**Opdracht**
Welke kunstenaar gaf volgens de tekst over landschapsschilderkunst als een van de eersten 'Nederland zoals het was' weer?

**Geselecteerde tekst**
Het is klassiek om bij een overzicht van de geschiedenis van de lanschapsschilderkunst te openen met de panoramische blik op een stad, waarbij allerlei verzonnen elementen zijn toegevoegd. Die werken zijn vaak uit de tweede helft van de zestiende eeuw of het begin van de zeventiende. Zeker wanneer je het Vlaamse en Hollandse laagland vanaf een hoog standpunt wil tonen, is een gefantaseerde heuvel of rotspartij noodzakelijk. Had je een berg op reis naar Duitsland of Italië gezien en geschetst, dan nam je die gewoon op in je compositie. Of misschien ‘leende’ je ‘m wel van een andere kunstenaar.
Wat een verschil met de tekeningen van Claes Jansz Visscher (1568/87-1652)! Hij gaf ons, als een van de eersten, ‘Nederland zoals het was’. Je kijkt niet neer op een duizelingwekkende voorstelling, maar stapt zo van de kant het landweggetje op. De blik gaat langs het open water, maar niet te ver. Er is een aangename beslotenheid. Precies zoals Visscher het in de buurt van Haarlem gezien moet hebben, denk je dan.

**Oefengegevens**
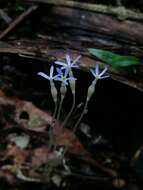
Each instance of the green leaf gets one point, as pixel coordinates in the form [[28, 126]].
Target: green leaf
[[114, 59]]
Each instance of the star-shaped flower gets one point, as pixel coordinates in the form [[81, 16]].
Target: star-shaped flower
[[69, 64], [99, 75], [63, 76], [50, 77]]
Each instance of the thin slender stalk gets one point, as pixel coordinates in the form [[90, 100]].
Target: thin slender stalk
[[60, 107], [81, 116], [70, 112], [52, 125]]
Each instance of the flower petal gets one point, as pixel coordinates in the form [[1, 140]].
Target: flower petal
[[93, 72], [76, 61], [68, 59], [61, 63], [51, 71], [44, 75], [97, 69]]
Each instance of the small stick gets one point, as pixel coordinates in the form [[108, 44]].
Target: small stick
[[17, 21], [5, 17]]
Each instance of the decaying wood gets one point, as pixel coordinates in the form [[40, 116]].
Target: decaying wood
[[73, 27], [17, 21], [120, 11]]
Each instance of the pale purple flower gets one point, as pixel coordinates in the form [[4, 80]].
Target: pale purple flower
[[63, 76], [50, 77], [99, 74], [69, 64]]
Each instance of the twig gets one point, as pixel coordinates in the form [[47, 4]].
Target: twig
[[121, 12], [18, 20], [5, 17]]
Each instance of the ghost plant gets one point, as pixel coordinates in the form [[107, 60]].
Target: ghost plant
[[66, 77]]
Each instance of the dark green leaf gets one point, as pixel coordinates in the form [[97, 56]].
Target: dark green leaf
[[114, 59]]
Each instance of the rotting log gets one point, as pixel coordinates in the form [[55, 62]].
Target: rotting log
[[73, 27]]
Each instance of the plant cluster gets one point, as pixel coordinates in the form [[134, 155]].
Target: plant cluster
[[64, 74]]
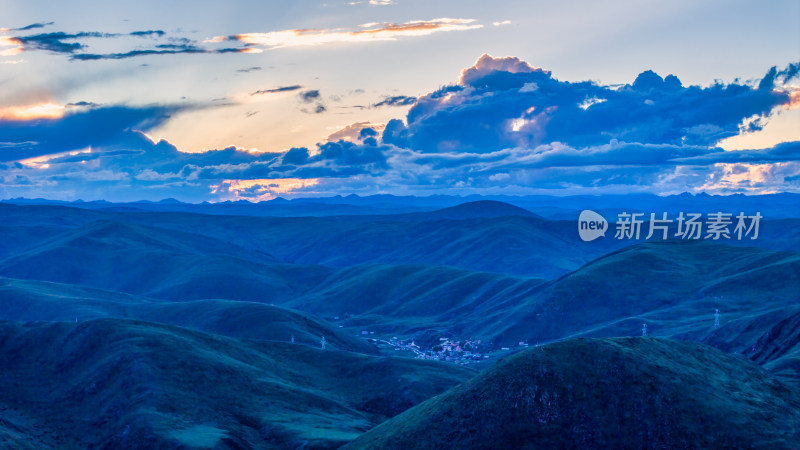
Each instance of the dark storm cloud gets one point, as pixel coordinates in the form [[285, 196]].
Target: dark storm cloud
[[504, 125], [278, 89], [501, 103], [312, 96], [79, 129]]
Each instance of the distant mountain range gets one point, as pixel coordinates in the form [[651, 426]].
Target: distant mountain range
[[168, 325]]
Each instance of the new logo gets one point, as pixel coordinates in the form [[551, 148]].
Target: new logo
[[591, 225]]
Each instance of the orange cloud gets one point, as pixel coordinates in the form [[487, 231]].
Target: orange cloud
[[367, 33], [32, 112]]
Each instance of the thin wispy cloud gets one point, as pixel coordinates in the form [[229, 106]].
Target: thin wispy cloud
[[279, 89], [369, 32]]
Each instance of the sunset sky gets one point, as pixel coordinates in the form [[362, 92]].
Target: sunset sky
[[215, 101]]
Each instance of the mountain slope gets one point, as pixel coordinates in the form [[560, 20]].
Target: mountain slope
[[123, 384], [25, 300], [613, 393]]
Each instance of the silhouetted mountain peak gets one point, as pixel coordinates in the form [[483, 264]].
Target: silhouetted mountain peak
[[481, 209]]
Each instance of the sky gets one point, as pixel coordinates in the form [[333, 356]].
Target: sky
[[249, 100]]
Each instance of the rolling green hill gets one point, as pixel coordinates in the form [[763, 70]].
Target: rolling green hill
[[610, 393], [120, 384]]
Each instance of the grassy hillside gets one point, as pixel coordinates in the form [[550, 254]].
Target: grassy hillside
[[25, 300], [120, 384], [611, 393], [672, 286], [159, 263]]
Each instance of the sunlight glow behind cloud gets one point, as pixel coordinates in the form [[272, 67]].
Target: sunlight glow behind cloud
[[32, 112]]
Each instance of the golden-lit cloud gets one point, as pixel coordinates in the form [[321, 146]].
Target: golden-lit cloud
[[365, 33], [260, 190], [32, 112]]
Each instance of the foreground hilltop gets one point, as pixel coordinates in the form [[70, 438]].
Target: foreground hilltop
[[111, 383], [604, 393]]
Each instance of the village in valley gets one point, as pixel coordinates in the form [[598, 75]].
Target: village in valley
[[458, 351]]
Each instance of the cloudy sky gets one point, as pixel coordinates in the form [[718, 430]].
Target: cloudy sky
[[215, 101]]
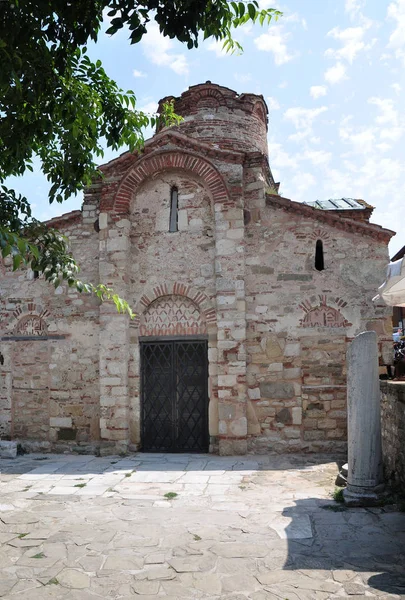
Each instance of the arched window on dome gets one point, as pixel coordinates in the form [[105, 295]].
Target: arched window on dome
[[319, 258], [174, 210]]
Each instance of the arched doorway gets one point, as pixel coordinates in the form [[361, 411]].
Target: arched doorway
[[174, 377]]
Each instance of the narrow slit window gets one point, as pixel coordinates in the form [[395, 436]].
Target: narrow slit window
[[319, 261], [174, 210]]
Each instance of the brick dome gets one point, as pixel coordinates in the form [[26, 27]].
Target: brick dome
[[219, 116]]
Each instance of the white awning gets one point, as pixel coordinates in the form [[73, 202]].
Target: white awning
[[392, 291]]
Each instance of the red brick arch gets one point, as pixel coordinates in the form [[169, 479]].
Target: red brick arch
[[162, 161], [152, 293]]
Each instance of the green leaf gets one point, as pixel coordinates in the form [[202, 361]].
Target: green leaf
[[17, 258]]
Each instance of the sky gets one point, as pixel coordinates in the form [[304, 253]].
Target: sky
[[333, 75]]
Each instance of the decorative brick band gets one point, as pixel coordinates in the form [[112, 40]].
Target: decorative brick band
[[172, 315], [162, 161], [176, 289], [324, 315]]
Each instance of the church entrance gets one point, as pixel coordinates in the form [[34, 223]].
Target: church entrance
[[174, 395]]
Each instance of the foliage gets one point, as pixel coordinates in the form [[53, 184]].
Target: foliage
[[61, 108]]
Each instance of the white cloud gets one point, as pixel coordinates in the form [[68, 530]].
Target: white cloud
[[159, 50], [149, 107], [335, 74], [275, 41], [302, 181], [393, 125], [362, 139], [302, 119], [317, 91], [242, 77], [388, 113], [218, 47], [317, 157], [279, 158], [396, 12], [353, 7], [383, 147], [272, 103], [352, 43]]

**Antwoord**
Claes Jansz Visscher.